### AIM
Reproduce the data exactly.
*** GIVEN RECORDS ***
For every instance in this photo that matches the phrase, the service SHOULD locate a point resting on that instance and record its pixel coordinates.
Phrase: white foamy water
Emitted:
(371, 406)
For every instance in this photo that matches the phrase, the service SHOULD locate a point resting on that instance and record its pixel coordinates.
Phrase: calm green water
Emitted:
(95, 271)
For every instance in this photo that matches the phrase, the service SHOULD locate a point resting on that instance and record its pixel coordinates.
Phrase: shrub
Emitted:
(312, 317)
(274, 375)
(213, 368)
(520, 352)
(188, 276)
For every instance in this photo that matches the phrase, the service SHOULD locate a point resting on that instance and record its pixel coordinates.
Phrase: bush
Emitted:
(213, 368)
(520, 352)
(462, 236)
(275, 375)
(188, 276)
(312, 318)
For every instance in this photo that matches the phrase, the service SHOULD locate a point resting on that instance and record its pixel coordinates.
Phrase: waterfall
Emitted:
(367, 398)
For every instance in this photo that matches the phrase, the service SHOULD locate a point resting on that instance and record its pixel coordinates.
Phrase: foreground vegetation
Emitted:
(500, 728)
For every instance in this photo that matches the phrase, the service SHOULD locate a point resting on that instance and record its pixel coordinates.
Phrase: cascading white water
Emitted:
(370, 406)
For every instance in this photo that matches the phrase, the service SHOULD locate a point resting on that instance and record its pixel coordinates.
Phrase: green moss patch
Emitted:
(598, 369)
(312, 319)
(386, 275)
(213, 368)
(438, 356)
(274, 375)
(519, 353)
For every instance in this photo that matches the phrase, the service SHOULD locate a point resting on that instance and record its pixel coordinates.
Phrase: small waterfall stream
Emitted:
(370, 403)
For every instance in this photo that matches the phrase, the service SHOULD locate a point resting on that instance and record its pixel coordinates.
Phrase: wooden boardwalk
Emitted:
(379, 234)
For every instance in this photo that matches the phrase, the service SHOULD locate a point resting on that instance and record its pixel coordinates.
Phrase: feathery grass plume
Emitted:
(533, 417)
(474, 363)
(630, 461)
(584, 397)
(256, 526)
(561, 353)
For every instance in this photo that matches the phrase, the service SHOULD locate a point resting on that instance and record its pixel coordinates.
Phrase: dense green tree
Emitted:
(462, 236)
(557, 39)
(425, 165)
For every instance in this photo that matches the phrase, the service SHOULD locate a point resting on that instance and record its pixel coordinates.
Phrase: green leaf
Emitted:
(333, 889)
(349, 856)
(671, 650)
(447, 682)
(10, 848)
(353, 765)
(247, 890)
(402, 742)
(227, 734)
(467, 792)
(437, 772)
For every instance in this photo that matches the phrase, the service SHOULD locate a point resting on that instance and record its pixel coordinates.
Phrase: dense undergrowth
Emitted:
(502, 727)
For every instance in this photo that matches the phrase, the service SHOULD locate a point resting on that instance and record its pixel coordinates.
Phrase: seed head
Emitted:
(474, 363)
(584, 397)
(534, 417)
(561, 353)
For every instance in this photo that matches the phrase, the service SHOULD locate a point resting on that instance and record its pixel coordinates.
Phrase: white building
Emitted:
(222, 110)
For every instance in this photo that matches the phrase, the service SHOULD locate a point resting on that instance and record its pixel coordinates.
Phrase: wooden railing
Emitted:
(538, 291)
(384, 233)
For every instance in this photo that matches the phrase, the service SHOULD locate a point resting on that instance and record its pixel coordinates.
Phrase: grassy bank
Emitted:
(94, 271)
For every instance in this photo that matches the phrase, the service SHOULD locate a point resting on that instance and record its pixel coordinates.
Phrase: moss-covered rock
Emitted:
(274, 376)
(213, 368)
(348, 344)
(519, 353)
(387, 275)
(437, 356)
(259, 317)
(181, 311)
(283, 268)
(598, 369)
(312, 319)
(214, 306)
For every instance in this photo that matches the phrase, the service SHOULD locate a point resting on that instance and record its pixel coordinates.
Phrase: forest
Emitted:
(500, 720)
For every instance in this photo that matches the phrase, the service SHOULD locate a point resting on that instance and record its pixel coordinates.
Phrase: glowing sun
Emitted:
***
### RESULT OF THIS EXERCISE
For every instance in this photo that matches the phrase, the service SHOULD locate a point resting on that instance and record its pixel coordinates.
Phrase: white foamy water
Emitted:
(371, 406)
For every instance in this photo that matches the phrase, the service SHOULD locate a point resting on that instance and record its pixel coordinates.
Phrase: calm green water
Emitted:
(95, 271)
For every instance in this photo that matches the phrase, the service SHOULD locate a point resting on that instance and record its pixel coordinates.
Phrase: shrub
Emitted:
(312, 317)
(274, 375)
(213, 368)
(520, 352)
(188, 276)
For every instance in this photo that matches the phrase, the service SHOULD locate a point resting on that instance and record its pixel coordinates.
Phrase: bush
Emitted:
(213, 368)
(520, 352)
(462, 236)
(275, 375)
(188, 276)
(312, 318)
For every instance in this photo that matches the phrase, the service SHOULD locate a point resting on that instance and record its pixel coordinates.
Phrase: waterfall
Emitted:
(367, 398)
For every instance in this photo that matches the phrase, the service SHOULD locate a point resting on that instance and record its pixel coordinates.
Phrase: foreground vegetation
Emitted:
(500, 728)
For every instance in this photo that matches the phrase, the service SHOULD locate a point resting on that instance and record its pixel coordinates.
Phrase: cascading white water
Emitted:
(370, 406)
For every instance in this photo that matches the phrase, the service SHOULD locate a point resting on that instance and record its pixel coordinates.
Phrase: green moss patch
Emitted:
(598, 369)
(312, 319)
(386, 275)
(213, 368)
(438, 356)
(274, 375)
(519, 353)
For every instance in this photo that matches the phrase, the service SHOULD locate a point resting on that instance and record its pixel coordinates.
Phrase: small waterfall stream
Emitted:
(370, 403)
For every instance in this photo that matches the phrase, the service SHOULD locate a point resting on that instance and record its pixel coordinates.
Phrase: wooden boardwalk
Emitted:
(379, 234)
For every instance in this photo that matches the phrase, the service SHOULD locate a point resting on that instance and record its pixel coordinates.
Phrase: feathery grass plume
Emitted:
(533, 417)
(474, 363)
(630, 461)
(584, 397)
(256, 526)
(561, 353)
For every instance in this photo that matches the phrase, the service SHOULD locate a point resting on that instance and record its pixel coordinates.
Phrase: dense green tree
Emitted:
(462, 236)
(557, 39)
(425, 165)
For every instance in this photo that matches the phrase, the service SHOULD locate a point resting on that instance and record its pixel coordinates.
Phrase: green leaf
Emitted:
(333, 889)
(349, 856)
(671, 650)
(447, 682)
(10, 848)
(353, 765)
(247, 890)
(402, 742)
(227, 734)
(467, 792)
(437, 772)
For every instance in this photo that matches the phrase, the service SHOULD locate a point resting on that instance and record its pixel coordinates.
Phrase: dense undergrowth
Emitted:
(502, 727)
For every instance in this photo that matches the phrase, the service SHOULD locate a point resting on that instance and record its pixel coordinates.
Phrase: seed head
Emitted:
(474, 363)
(584, 397)
(534, 417)
(561, 353)
For every instance in this photo that matches the phrase, the service SHOULD locate a point resting on that instance and record its pixel coordinates.
Phrase: white building
Emitted:
(222, 110)
For every instance in this photo that matches the phrase, the service SHOULD locate a point resting on that instance and record its pixel coordinates.
Phrase: wooden railing
Emitted:
(538, 291)
(384, 233)
For every instance in this photo that matches the phrase, the service SHOULD locate a point resting on that instance and record its pixel coordinates.
Phrase: grassy bank
Emitted:
(94, 271)
For every instance in this photo that matches the phrase, the service SHOULD locate a point resting on that instance and record its pixel coordinates.
Phrase: moss-covered rock
Emitted:
(274, 376)
(213, 368)
(348, 344)
(519, 353)
(387, 275)
(437, 356)
(259, 317)
(181, 311)
(283, 268)
(598, 369)
(312, 319)
(214, 306)
For every instance in this photo that matches the phrase, the service SHOULD locate a point resting on that instance and record its pixel coordinates.
Phrase: forest
Emitted:
(500, 720)
For every instance in this photo that matches the phrase, the service SHOULD locate a point resting on that instance and record its pixel coordinates.
Phrase: glowing sun
Emitted:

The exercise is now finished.